» GOAL OF THE EXERCISE
Could you output every entry below word for word, leaving out the pictures?

» SUPPLIED RECORDS
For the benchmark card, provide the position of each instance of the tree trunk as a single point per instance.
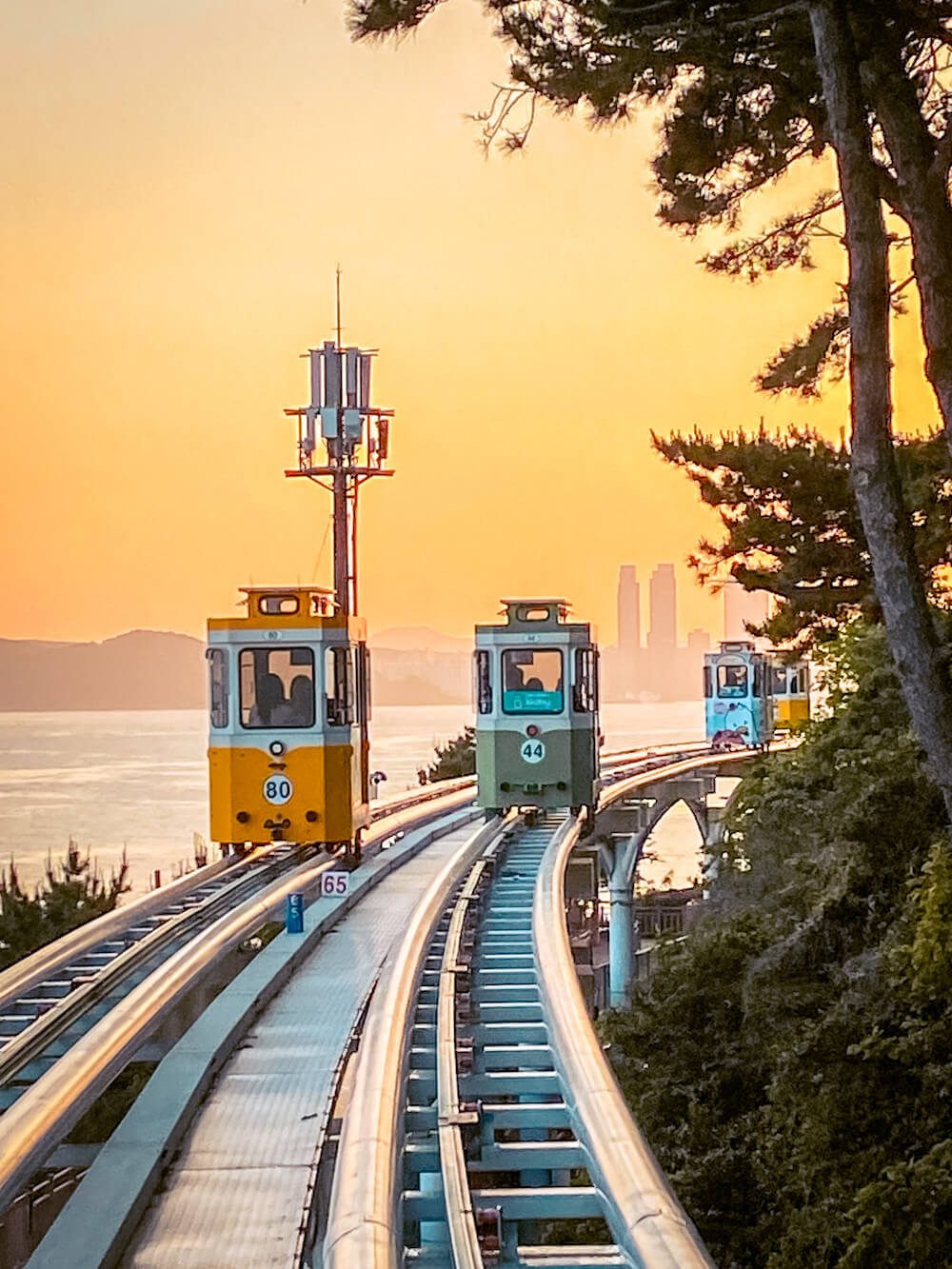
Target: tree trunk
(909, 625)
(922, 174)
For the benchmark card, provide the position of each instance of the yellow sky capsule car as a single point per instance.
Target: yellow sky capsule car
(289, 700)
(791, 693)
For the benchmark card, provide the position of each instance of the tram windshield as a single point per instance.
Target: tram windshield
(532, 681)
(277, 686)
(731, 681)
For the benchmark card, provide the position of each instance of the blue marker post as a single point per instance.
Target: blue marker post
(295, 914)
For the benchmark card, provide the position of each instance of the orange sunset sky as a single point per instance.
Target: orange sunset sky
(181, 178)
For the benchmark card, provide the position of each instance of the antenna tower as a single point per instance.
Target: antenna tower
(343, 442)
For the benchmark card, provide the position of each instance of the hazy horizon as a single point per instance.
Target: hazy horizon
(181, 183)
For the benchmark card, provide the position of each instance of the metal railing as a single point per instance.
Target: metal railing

» RESPONSE BELOW
For the benchmark card, provide the position of each instance of the tree trunk as a single point per instance.
Target: tree trunk
(909, 625)
(922, 174)
For the benchmark card, provide the position of each instance of the yellow sky capsule car as a single point per instance.
Target: yellow sky capsule car
(289, 700)
(791, 693)
For the benchmark card, provide the position of each instance of the tram windshield as a single point per instance.
Target: tram windshield
(532, 681)
(277, 686)
(731, 681)
For the benchmark card, provide the position of each instance of the blue marker post as a single point per instance.
Target: blue marker post
(295, 914)
For the benchmark card, provide the position of each instance of the orange sunset sky as a single point per instance.
Target: orange sunset sky
(181, 178)
For the benchmark card, provide the position of each instance of the antenna tower as a single point per instance.
Target: antenna tower
(343, 442)
For the benchmark card, provide the position of each instance of the hazy horizon as a single point per instance.
Target: hazy horizon
(181, 183)
For the benchmark card, provide the position of each instance of the metal railing as a single point per instance.
Target: metal railing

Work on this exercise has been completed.